**** MATERIALS PROVIDED ****

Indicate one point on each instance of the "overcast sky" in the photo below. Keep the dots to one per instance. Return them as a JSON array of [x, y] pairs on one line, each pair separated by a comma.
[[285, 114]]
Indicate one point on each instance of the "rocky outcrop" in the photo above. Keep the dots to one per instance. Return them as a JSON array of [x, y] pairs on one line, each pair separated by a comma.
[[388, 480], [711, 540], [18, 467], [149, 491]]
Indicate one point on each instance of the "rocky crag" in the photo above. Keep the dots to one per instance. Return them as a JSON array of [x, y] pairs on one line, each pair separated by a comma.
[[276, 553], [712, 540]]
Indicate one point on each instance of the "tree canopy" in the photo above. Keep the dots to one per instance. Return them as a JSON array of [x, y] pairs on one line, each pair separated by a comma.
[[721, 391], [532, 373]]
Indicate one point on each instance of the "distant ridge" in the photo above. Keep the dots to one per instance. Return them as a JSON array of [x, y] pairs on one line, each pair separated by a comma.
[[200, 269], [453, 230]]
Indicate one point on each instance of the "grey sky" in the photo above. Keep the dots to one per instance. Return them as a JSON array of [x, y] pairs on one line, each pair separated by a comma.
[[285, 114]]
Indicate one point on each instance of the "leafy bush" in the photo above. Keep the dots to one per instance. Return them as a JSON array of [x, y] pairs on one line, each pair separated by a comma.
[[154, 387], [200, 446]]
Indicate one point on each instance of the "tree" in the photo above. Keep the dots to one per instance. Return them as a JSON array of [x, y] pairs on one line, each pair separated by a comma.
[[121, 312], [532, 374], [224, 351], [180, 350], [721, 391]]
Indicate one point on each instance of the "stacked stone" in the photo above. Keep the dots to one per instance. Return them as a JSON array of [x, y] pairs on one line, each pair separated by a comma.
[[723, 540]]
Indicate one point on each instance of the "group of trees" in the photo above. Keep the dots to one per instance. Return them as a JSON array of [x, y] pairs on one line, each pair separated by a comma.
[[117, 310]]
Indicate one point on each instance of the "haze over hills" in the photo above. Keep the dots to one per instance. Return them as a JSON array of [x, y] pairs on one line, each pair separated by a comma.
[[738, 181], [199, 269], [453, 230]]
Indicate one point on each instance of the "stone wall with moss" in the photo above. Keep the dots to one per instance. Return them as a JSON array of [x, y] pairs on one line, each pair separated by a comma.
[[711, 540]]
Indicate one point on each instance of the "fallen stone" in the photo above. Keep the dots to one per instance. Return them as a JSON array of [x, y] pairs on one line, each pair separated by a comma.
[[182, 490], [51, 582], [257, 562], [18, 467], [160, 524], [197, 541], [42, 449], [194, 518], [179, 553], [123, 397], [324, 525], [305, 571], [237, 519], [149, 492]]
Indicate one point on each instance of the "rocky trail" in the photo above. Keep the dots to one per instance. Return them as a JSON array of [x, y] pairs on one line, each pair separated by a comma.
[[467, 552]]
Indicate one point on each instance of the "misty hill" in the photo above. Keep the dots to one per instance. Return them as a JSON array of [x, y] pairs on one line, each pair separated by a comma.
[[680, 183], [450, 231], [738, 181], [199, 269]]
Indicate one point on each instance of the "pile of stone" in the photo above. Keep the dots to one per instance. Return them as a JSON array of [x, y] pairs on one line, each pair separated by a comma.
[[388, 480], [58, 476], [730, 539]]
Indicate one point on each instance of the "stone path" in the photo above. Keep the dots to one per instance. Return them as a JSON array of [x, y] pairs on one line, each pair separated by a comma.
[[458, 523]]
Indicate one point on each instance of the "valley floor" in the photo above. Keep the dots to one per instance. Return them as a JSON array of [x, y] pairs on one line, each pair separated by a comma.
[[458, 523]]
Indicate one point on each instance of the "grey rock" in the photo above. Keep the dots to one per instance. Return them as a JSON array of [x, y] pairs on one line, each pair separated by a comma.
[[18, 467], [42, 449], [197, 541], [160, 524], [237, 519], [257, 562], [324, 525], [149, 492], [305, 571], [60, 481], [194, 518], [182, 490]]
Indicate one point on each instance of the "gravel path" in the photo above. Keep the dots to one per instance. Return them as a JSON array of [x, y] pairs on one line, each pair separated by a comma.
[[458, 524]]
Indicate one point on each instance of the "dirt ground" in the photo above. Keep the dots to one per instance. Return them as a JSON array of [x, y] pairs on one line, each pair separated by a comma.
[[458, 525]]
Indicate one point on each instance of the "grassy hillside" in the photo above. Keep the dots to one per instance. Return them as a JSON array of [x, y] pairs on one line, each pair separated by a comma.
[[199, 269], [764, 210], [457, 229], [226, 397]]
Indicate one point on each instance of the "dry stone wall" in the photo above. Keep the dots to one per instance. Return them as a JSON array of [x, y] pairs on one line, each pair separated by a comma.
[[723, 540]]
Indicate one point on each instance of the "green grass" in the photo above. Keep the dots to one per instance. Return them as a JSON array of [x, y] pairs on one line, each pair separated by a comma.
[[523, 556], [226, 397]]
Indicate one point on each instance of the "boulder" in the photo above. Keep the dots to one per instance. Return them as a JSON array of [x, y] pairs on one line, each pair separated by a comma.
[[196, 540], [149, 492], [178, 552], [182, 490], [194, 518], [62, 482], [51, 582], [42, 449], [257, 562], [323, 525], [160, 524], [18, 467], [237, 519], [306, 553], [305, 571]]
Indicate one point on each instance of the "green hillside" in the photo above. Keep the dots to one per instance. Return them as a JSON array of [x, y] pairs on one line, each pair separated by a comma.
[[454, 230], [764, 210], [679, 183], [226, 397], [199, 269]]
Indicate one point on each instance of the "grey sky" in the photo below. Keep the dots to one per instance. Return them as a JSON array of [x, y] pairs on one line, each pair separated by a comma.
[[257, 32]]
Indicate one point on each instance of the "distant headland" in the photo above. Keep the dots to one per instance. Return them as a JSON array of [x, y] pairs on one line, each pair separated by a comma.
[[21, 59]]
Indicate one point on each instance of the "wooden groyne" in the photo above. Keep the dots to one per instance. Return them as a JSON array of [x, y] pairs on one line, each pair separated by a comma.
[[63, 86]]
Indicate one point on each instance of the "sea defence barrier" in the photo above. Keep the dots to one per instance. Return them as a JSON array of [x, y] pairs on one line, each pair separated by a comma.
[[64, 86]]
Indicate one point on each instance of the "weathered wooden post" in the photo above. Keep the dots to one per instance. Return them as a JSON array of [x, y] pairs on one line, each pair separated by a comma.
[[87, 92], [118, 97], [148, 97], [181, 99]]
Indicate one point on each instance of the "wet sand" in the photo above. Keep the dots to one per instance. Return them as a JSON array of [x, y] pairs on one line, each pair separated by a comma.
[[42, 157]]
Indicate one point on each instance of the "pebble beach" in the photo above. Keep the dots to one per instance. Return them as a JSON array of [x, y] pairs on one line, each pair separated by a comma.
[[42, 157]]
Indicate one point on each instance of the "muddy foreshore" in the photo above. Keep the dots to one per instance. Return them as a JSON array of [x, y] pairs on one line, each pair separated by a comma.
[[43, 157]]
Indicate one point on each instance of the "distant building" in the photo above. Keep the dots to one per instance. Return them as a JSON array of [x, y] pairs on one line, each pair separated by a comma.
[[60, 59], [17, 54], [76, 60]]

****

Give every entry above as a two-column CSV with the header columns "entry_text" and "answer", one row per entry. Put each value in a single quoted field and turn any line breaks into spaces.

entry_text,answer
"Indicate one point on each instance of the ""overcast sky"" in the photo below. Keep the dots to one per instance. Return them as a JSON array of [x, y] pairs on one line, each pair separated by a comma.","[[285, 114]]"
"Indicate one point on each instance of the ""rocky outcrop"" in the photo above. Keep the dots to one per instance. Return them as a JSON array of [x, y] pairs on one line, each pair separated by a comma.","[[388, 480], [711, 540], [18, 467], [149, 491]]"
"Indicate one point on each instance of the ""rocky crag"" in the photo above. Keep the dots to one per instance. Return them as a JSON array of [x, y] pairs on one line, each pair separated by a comma.","[[276, 553], [712, 540]]"
"Indicate one point on each instance of the ""tree canopy"" in the photo above. Keep the dots to one per instance. Return them as a JSON array of [x, y] pairs on one line, each pair separated by a comma.","[[721, 391], [532, 373]]"
"Indicate one point on each instance of the ""distant ridge"" in the photo above. Keep the dots to one per instance. Return them as a JSON array of [x, y] pairs on one line, each pair separated by a comma.","[[200, 269], [453, 230]]"
"Indicate one point on each instance of the ""grey sky"" in the photo above. Keep the dots to one per instance. Return them as a JSON array of [x, y] pairs on one line, each pair separated by a comma.","[[285, 114]]"
"Indicate one point on each instance of the ""leafy bush"" in the photo above. Keep the dots to one per instance. Return them as a JSON array of [x, y] pairs on one line, each pair separated by a comma.","[[154, 387], [200, 446]]"
"Indicate one point on each instance of the ""tree"" in the photo above. Keep the dots to one per instance. Return them as a JSON array of [x, y] pairs on one line, each pair separated by a comma.","[[121, 312], [532, 374], [224, 351], [180, 350], [721, 391]]"
"Indicate one point on each instance of the ""stacked stone"" in the photo above. Keep the dots to one per instance. Return them as a JSON array of [x, y] pairs on one line, each pair separated by a comma.","[[723, 540]]"
"Indicate one point on each instance of the ""group of trees"" in the photo above. Keep the dots to one per instance. Return them as a JSON array of [x, y] pairs on one line, each pair separated by a comma.","[[117, 310]]"
"Indicate one point on each instance of the ""haze over hills"" in the photo above. Keep the dots to one per instance. Return them as a JSON array of [x, y] pairs on one line, each pair separated by a comma.","[[738, 181], [199, 269], [453, 230]]"
"Indicate one point on each instance of the ""stone wall with moss"" in the photo above. Keep the dots to one per instance. Return them as a JSON array of [x, y] pairs on one line, each pair separated by a comma.","[[711, 540]]"
"Indicate one point on each instance of the ""fallen stone"" in the photo above. Keep the dots to one per instance. Return them as a JSON array of [x, y] pairs on one line, each pair separated by a comma.","[[182, 490], [51, 582], [257, 562], [18, 467], [160, 524], [197, 541], [42, 449], [194, 518], [179, 553], [123, 397], [324, 525], [305, 571], [237, 519], [149, 492]]"
"Indicate one point on each instance of the ""rocky trail"" in the photo above. Keep the dots to one per instance. Return them as a JSON array of [x, y] pairs on one line, each pair separated by a comma.","[[467, 552]]"
"Indicate one point on each instance of the ""misty hill"" in the photo above. Keep the dots to one per instance. Return them as a JSON array of [x, y] pairs on one line, each pair separated by a comma.","[[680, 183], [450, 231], [738, 181], [199, 269]]"
"Indicate one point on each instance of the ""pile of stone"" in the photo above. Keep the dots to one per instance. Return them as a JSON array of [x, y] pairs on one line, each pair separated by a comma.","[[388, 480], [58, 476], [730, 539]]"
"Indicate one point on each instance of the ""stone path"" in the photo above. Keep the dots to one per instance. Return them as a JSON array of [x, y] pairs on one line, each pair separated by a comma.","[[458, 523]]"
"Indicate one point on each instance of the ""valley floor"" in the photo above. Keep the dots to one per instance. Return them as a JSON array of [x, y] pairs on one line, each pair separated by a comma.","[[458, 523]]"
"Indicate one point on each instance of the ""grey rock"" in the photo above. Keep the dots to one per instance. Return them as a JSON array of [x, y] pairs on one line, each pair separated by a comma.","[[18, 467], [42, 449], [197, 541], [160, 524], [237, 519], [257, 562], [324, 525], [149, 492], [305, 571], [60, 481], [194, 518], [182, 490]]"
"Indicate one point on each instance of the ""gravel path"" in the photo above. Keep the dots to one per instance. Return them as a JSON array of [x, y] pairs on one line, each pair separated by a comma.","[[458, 524]]"
"Indicate one point on each instance of the ""dirt ground"" in the photo above. Keep the dots to one per instance. Return them as a JSON array of [x, y] pairs on one line, each pair separated by a comma.","[[458, 525]]"
"Indicate one point on each instance of the ""grassy hillside"" in the photo above. Keep the dots to one per instance. Return them as a JSON array of [x, y] pairs on one line, each pair separated by a comma.","[[199, 269], [764, 210], [457, 229], [226, 397]]"
"Indicate one point on each instance of the ""dry stone wall"" in the photo above. Keep the dots to one per instance. Return them as a JSON array of [x, y] pairs on one line, each pair separated by a comma.","[[723, 540]]"
"Indicate one point on each instance of the ""green grass"" in the photo above. Keep the dots to one per instance. Return them as a JSON array of [x, y] pairs on one line, each pair separated by a comma.","[[523, 556], [226, 397]]"
"Indicate one point on each instance of the ""boulder"" in the photo above. Keep the dots to one per instance. Return them as a JSON array of [x, y] pairs on one line, each pair separated by a comma.","[[196, 540], [149, 492], [178, 552], [182, 490], [194, 518], [62, 482], [51, 582], [42, 449], [257, 562], [323, 525], [160, 524], [18, 467], [237, 519], [306, 553], [305, 571]]"
"Indicate one point on each instance of the ""green hillside"" in the photo above. Keep the dots to one per instance. Return them as a JSON array of [x, y] pairs on one line, each pair separated by a comma.","[[454, 230], [764, 210], [679, 183], [226, 397], [199, 269]]"
"Indicate one point on each instance of the ""grey sky"" in the photo below. Keep the dots to one per instance. Return them as a JSON array of [x, y] pairs on one line, each pair separated by a comma.","[[257, 32]]"
"Indicate one point on each instance of the ""distant headland"" in the photo above. Keep the dots to one per instance. Return them as a JSON array of [x, y] pairs on one line, each pair separated by a comma.","[[21, 59]]"
"Indicate one point on each instance of the ""wooden groyne"" in the photo above. Keep the dots to one per instance. Return them as a JSON array of [x, y] pairs on one line, each pair separated by a comma.","[[63, 86]]"
"Indicate one point on each instance of the ""sea defence barrier"" in the photo above. Keep the dots to one per instance. Return them as a JSON array of [x, y] pairs on one line, each pair separated by a comma.","[[64, 86]]"
"Indicate one point on each instance of the ""weathered wooden post"" in the photo above. Keep the dots to one per instance. Return them as a JSON array of [x, y] pairs on one line, each pair separated by a comma.","[[87, 92], [118, 97], [148, 97], [181, 99]]"
"Indicate one point on each instance of the ""wet sand"" in the photo above. Keep the dots to one per instance. Return them as a JSON array of [x, y] pairs on one line, each pair separated by a comma.","[[42, 157]]"
"Indicate one point on each instance of the ""pebble beach"" in the photo above. Keep the dots to one per instance. Return them as a JSON array of [x, y] pairs on one line, each pair separated by a comma.","[[42, 157]]"
"Indicate one point on each instance of the ""muddy foreshore"" in the photo above. Keep the dots to one per instance. Return them as a JSON array of [x, y] pairs on one line, each pair separated by a comma.","[[43, 157]]"
"Indicate one point on each instance of the ""distant building"" in the photo above. Keep the dots to one per instance. Return them as a JSON array of [x, y] pairs on one line, each pair separated by a comma.","[[60, 59], [17, 54], [76, 60]]"